**Task statement**
Identify the line with "Can you find the pond?"; copy word for word that line and every one after it, to the end of the listing. Exclude pictures.

**Supplied data**

::::::

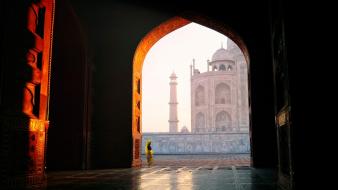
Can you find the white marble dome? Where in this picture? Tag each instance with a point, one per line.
(184, 129)
(221, 54)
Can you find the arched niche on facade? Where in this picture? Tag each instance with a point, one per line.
(222, 94)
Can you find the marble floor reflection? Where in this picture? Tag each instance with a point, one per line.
(166, 178)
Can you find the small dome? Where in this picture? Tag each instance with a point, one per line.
(221, 54)
(184, 130)
(173, 76)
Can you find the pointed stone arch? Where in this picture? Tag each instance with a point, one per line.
(144, 46)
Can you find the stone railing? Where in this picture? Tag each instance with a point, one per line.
(198, 143)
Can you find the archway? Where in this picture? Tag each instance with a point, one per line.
(143, 47)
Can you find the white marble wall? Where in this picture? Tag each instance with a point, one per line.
(201, 143)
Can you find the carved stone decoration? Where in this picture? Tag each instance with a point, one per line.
(200, 122)
(222, 94)
(200, 96)
(223, 121)
(23, 135)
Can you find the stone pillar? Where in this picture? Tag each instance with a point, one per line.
(173, 121)
(24, 115)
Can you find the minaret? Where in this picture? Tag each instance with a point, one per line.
(173, 122)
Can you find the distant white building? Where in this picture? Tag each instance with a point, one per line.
(219, 109)
(219, 96)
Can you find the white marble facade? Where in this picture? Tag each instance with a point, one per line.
(219, 109)
(219, 96)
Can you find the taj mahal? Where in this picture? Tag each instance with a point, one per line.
(219, 109)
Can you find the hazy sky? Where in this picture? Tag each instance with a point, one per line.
(174, 52)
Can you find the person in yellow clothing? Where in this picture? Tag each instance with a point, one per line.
(149, 153)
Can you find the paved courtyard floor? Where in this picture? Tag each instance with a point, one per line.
(187, 172)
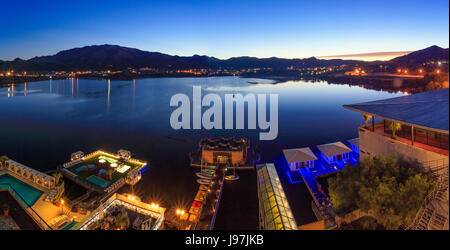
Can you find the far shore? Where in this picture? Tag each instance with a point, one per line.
(409, 85)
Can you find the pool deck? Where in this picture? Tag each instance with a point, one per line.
(46, 210)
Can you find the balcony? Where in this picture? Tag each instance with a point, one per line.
(420, 140)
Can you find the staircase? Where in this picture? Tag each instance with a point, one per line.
(434, 213)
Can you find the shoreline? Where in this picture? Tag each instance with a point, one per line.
(368, 82)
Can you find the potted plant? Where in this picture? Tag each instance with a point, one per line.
(5, 209)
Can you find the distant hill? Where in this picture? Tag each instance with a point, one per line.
(113, 57)
(433, 53)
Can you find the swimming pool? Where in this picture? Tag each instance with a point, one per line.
(98, 181)
(28, 193)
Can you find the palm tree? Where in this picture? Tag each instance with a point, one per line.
(395, 126)
(122, 220)
(57, 177)
(366, 118)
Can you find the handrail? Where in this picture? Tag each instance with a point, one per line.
(29, 206)
(216, 208)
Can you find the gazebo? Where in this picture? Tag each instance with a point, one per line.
(299, 158)
(335, 153)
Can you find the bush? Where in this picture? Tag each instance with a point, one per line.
(392, 189)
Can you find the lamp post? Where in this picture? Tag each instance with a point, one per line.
(180, 213)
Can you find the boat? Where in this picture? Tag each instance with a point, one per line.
(204, 175)
(231, 177)
(203, 181)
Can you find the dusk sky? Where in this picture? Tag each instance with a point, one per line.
(289, 29)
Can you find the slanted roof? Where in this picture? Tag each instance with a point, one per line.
(335, 148)
(354, 142)
(427, 109)
(299, 155)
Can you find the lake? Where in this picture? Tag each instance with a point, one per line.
(42, 123)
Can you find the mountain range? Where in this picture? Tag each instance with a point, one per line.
(114, 57)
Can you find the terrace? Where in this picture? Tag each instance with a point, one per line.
(121, 212)
(104, 172)
(417, 137)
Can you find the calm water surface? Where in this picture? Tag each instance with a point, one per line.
(42, 123)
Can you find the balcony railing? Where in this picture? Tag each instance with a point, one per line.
(378, 128)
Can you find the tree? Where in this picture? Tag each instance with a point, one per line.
(395, 126)
(392, 190)
(366, 118)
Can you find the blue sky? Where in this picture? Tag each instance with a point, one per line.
(290, 29)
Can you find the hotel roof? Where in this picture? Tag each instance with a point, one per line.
(299, 155)
(427, 109)
(335, 148)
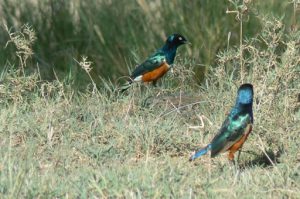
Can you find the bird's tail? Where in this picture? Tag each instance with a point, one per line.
(200, 153)
(125, 86)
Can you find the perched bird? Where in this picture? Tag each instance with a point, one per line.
(236, 127)
(158, 63)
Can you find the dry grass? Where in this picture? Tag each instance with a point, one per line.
(55, 142)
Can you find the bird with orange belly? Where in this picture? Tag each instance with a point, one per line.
(158, 64)
(236, 127)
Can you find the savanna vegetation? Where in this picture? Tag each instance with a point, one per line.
(66, 131)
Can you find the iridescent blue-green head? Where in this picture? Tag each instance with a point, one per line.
(245, 95)
(175, 40)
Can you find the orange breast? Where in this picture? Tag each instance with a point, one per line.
(235, 147)
(156, 74)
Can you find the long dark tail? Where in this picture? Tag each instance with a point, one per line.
(201, 152)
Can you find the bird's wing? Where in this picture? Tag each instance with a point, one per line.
(231, 131)
(152, 63)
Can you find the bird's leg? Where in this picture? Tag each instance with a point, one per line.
(239, 155)
(232, 160)
(154, 83)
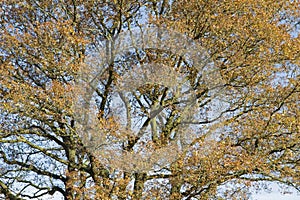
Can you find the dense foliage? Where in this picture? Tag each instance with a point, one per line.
(157, 99)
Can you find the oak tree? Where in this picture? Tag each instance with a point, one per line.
(136, 99)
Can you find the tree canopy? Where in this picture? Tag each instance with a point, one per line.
(157, 99)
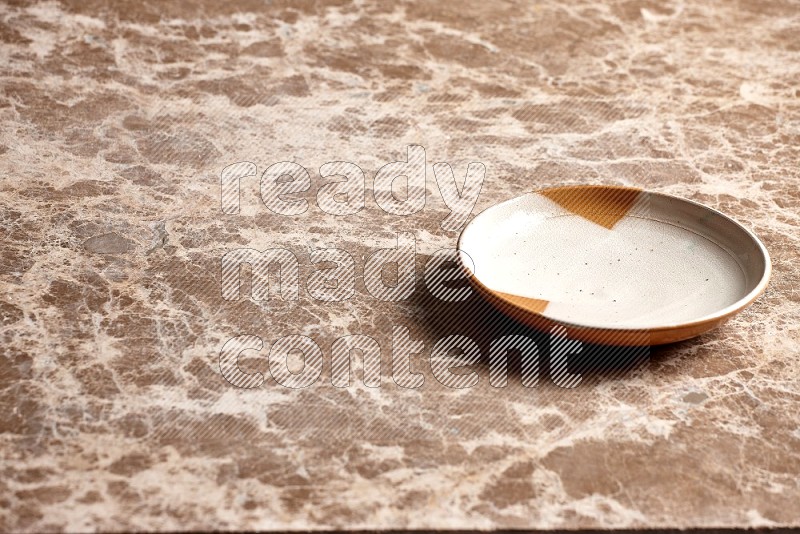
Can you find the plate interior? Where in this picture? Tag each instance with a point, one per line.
(654, 262)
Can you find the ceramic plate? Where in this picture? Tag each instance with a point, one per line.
(614, 265)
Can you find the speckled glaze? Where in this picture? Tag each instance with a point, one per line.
(116, 119)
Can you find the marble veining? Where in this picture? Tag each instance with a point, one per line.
(116, 119)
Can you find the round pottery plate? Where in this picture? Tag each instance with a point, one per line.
(614, 265)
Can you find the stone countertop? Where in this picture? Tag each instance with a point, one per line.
(116, 120)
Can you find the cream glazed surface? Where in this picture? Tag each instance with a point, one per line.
(116, 121)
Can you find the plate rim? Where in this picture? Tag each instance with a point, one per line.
(599, 332)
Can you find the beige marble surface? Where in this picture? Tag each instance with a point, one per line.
(116, 119)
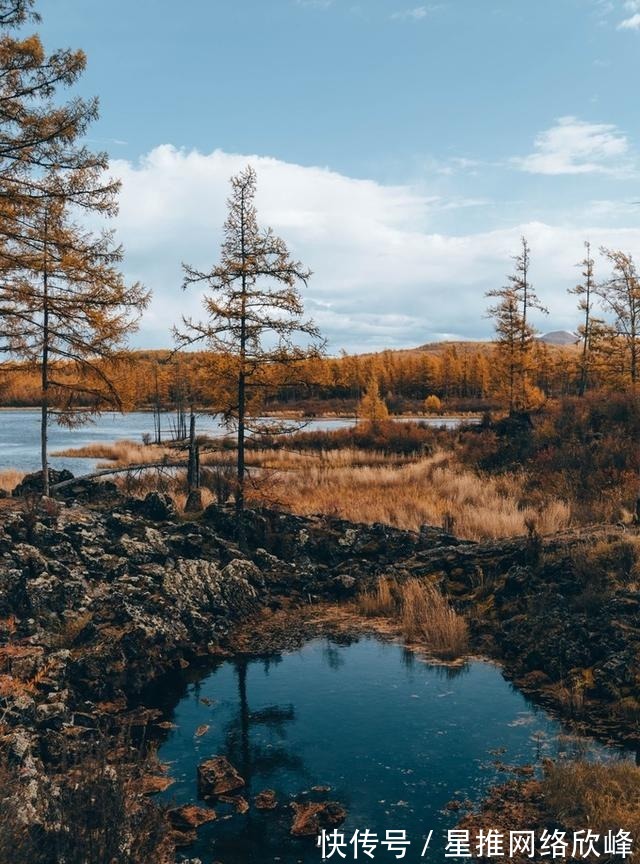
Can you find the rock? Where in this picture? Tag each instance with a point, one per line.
(190, 816)
(240, 804)
(151, 784)
(311, 818)
(158, 507)
(32, 483)
(217, 777)
(193, 504)
(266, 800)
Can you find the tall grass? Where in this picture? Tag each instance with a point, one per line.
(427, 617)
(382, 601)
(422, 612)
(601, 796)
(9, 479)
(369, 486)
(407, 494)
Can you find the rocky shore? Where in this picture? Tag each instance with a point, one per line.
(97, 600)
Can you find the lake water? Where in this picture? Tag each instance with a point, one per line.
(20, 435)
(394, 737)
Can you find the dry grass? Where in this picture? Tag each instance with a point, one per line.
(428, 618)
(422, 612)
(118, 453)
(10, 479)
(382, 601)
(407, 494)
(365, 486)
(603, 797)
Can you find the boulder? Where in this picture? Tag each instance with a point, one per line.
(190, 816)
(157, 507)
(311, 818)
(193, 503)
(217, 777)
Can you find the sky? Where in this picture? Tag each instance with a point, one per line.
(402, 148)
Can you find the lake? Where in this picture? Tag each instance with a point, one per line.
(394, 738)
(20, 435)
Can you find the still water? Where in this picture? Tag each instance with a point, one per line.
(393, 737)
(20, 435)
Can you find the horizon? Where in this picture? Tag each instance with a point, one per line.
(398, 158)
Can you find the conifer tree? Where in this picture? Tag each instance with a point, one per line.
(515, 334)
(585, 291)
(372, 407)
(254, 314)
(620, 295)
(61, 295)
(64, 307)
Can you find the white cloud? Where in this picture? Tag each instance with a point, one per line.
(383, 276)
(574, 146)
(417, 13)
(633, 21)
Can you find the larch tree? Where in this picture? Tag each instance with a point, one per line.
(515, 334)
(62, 299)
(254, 316)
(620, 296)
(66, 309)
(585, 291)
(509, 327)
(372, 408)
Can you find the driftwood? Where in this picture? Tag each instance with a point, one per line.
(125, 469)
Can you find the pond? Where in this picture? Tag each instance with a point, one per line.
(394, 737)
(20, 435)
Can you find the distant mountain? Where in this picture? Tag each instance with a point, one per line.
(558, 337)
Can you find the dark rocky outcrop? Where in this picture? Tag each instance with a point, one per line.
(310, 818)
(217, 777)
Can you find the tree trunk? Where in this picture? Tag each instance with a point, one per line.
(44, 410)
(193, 469)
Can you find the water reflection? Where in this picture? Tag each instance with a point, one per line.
(393, 738)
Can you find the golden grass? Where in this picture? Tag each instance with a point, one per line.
(423, 613)
(119, 453)
(9, 479)
(382, 601)
(364, 486)
(601, 796)
(407, 494)
(428, 618)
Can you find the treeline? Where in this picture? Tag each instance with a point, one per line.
(458, 374)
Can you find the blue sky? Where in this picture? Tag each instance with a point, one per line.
(401, 148)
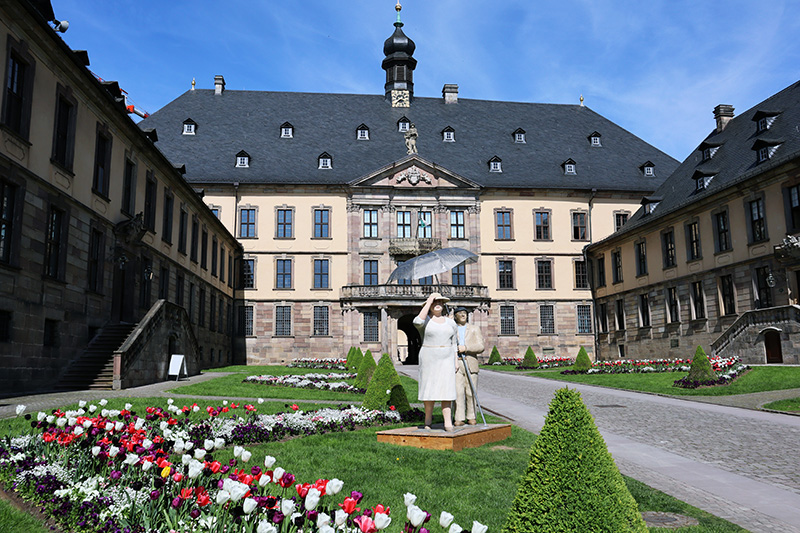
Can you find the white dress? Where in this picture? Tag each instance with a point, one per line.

::::::

**Solution**
Can you find the pond? Where in this picture? Tag each instance with a point, one per line.
(394, 737)
(20, 435)
Can you find the distant mountain? Where in this picture? Tag each instance with a point, one per line.
(558, 337)
Can you find the dark rocky outcrop? Where in this picture? Tag each instance with a point, one per line.
(310, 818)
(217, 777)
Can you find the tree trunk? Where in this picture? Tag each instance with a point, one per line.
(44, 410)
(193, 469)
Can you find the water reflection? Where in this picture? Tag each instance with a point, one per line.
(393, 738)
Can you find the golden grass? Where in this picture? Tag each instance with a point, one per line.
(423, 613)
(119, 453)
(9, 479)
(382, 601)
(364, 486)
(601, 796)
(407, 494)
(428, 618)
Can you find the treeline? Where in this picture? Tag each instance with a point, one per line.
(458, 374)
Can you find the blue sky? Where in this picture? Tag each instance with a point, one per line.
(401, 148)
Can you find the white dress? Where in this picture? Tag each instance with a point, one per line.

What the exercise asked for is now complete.